----- Отрывок из текста
Вся эта история очень подействовала на маму, у нее началось обострение с легкими. Я ее положила в больницу, где я работала сразу после папиной болезни. И она там девять месяцев пролежала. И она умерла. В блокаду, в 1943‑м. Мы с папой остались с дядиной семьей. У него двое детей тогда было. Жена его тоже была в очень тяжелом состоянии, но, слава Б‑гу, она выжила.
Мы все меняли на еду, что у нас было. А потом я стала работать на заводе, стала получать рабочую карточку. Это уже стало тогда 250 грамм хлеба. Не 125. Все домохозяйки и служащие, все получали 125 грамм хлеба. Причем хлеб этот был сделан не из мучной муки, а из отрубей, из жмыха. Из жмыха и отрубей. Он был очень тяжелый. Но мы считали за счастье, когда удавалось достать лишний кусочек такого хлеба.
В 1945 году, сразу после войны, я вышла замуж. Познакомилась я со своим будущим мужем на заводе. Он был рабочий человек. Он работал на заводе, уже тогда было лет 8–10. Уж не знаю сколько. И вот мы встретились там. Я тоже работала на военном заводе во время войны. В 1943 году мы познакомились и стали встречаться. Ну а потом, когда он мне сделал предложение, чтоб я вышла за него замуж, я говорю: «Нет, я за тебя замуж не выйду, потому что мы с тобой разные люди. Я из очень религиозной семьи, а у тебя родители очень рано ушли, и ты не можешь все соблюдать и не знаешь, что соблюдать». Он говорит: «Ладно, ты мне разреши только к тебе заходить…» Я говорю: «Пожалуйста, можешь заходить, но между нами ничего серьезного не будет». Прошел еще год, и, конечно, мы стали как‑то ближе. Но все‑таки я считала, что мой папа не согласится, чтобы я за него замуж вышла. Он говорит: «Позови папу, давай, познакомь меня с папой». Я его познакомила. Папа говорит: «Ну, мы же совершенно разные». А он говорит: «У нас семья тоже была религиозная, только я маленький остался сиротой. Мне было семь лет, когда мама ушла. Десять лет, когда папа умер. Меня воспитывала сестра. Конечно, я ничего уже не знаю. Но если вы мне поможете, я встану на путь религии». Папа говорит: ну а если у вас родится сын, будет обрезание?» Он говорит: «Конечно». — «А хупа будет?» Он говорит: «Будет». — «А кошер будет?» Он говорит: «Что мне жена будет давать кушать, то и буду кушать. Это не от меня зависит». Папа мне говорит: «Ну, доченька, знаешь, сказать и сделать — это еще большая разница. Чего не обещают ради девушки. И стреляются, и вешаются, все что хочешь… А сказать, что он сделает, это легче, чем выполнить». Но я чувствовала, что он такой человек, который зря слов на ветер не бросает. Я говорю: «Папа, если он берется, то он будет все делать». Прошло еще некоторое время, и я папе говорю: «Папа, ну сколько же можно ждать твоего ответа». Он говорит: «Если ты хочешь. Но учти, тебе будет очень тяжело». Я говорю: «Ничего мне не будет тяжело. Что суждено, то и будет. Он хороший человек, и я хочу быть его женой».
----------
## Задание 1
Верны ли по отрывку воспоминаний утверждения (a) «Мама автора умерла в 1943 году», (b) «Служащие получали по 250 граммов хлеба», (c) «Будущий муж вырос в семье, где религиозных традиций не было»? Для каждого ответьте «да» или «нет» и приведите точную цитату из отрывка, которая это решает.
## Задание 2
Продолжите отрывок воспоминаний с того места, на котором он заканчивается, сохраняя голос и манеру рассказа.
----- Извлечённые данные
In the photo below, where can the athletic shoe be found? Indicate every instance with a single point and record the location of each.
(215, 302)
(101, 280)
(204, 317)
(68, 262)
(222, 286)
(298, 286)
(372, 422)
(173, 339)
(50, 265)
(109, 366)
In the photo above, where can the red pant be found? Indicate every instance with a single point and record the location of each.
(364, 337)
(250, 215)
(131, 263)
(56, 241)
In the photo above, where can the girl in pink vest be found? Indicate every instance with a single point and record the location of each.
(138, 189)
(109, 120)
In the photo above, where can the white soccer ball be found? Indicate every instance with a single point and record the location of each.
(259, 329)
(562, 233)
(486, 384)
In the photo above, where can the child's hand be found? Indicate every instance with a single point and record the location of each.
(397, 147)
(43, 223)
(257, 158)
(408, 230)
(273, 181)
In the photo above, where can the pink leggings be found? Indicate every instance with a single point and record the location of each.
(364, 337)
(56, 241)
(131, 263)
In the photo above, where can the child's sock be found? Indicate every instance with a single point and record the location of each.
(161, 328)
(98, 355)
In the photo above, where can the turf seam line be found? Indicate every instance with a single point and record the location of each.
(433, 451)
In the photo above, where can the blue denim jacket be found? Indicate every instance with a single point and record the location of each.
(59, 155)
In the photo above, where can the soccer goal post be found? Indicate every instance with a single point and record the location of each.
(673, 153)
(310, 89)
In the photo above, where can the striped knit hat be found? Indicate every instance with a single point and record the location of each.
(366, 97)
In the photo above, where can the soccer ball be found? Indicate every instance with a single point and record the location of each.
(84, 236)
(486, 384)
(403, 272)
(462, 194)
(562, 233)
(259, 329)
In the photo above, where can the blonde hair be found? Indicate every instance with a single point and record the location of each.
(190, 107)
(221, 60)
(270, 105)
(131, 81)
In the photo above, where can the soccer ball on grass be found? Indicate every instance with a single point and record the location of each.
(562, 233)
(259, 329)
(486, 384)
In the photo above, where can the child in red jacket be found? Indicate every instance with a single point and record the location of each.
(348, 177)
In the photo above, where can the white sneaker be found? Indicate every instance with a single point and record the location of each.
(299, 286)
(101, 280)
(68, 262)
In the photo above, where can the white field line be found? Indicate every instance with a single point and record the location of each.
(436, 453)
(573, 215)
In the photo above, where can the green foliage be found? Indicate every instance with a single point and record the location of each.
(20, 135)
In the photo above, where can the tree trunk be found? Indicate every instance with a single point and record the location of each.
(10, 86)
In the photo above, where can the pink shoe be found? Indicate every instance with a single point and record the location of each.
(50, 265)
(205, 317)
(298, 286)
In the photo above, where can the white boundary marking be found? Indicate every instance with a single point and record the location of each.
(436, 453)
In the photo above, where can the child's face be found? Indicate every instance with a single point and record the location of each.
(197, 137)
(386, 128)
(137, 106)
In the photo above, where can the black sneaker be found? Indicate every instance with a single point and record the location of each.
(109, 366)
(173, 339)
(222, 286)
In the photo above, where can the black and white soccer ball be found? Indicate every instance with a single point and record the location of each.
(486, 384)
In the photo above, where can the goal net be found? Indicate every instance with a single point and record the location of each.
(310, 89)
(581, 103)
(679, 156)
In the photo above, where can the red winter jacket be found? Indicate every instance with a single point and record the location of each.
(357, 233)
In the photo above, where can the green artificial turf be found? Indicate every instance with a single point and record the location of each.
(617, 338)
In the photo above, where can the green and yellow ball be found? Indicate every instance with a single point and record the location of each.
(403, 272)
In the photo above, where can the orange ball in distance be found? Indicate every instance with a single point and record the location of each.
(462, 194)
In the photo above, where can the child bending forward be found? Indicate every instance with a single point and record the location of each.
----------
## Ответ 1
(a) Да: «И она умерла. В блокаду, в 1943‑м.»
(b) Нет: «Все домохозяйки и служащие, все получали 125 грамм хлеба.»
(c) Нет: «У нас семья тоже была религиозная, только я маленький остался сиротой.»

## Ответ 2
Ну и папа сделал такую не очень большую свадьбу. Большие свадьбы тогда не делали. И мы стали жить. На следующий день после свадьбы папа наложил ему в первый раз тфилин. Мы с ним вышли погулять, он мне говорит: «Ты знаешь, когда папа надел мне тфилин, я почувствовал, что есть Всевышний». Я говорю: «Ты это только сейчас почувствовал, а я это всю жизнь помню и знаю, потому что я столько видела чудес во время блокады. Что я видела, что мне суждено остаться жить, и какая‑то рука меня вытаскивает из самых тяжелых положений. Так что я это давно знаю и чувствую».
Мы провели с папой пять лет вместе, у меня родилось двое детей: Исаак и Давид. И папа к моему мужу очень хорошо относился. А он все, что папа говорил, все выполнял и все делал.
Когда закрылась хасидская синагога, папуля стал по праздникам ходить в большую хоральную синагогу, или иногда человек 10–15 собирались у кого‑нибудь на квартире. У кого были отдельные квартиры, у тех иногда собирались, закрывали двери, никого не впускали. И они там молились потихоньку и расходились по домам.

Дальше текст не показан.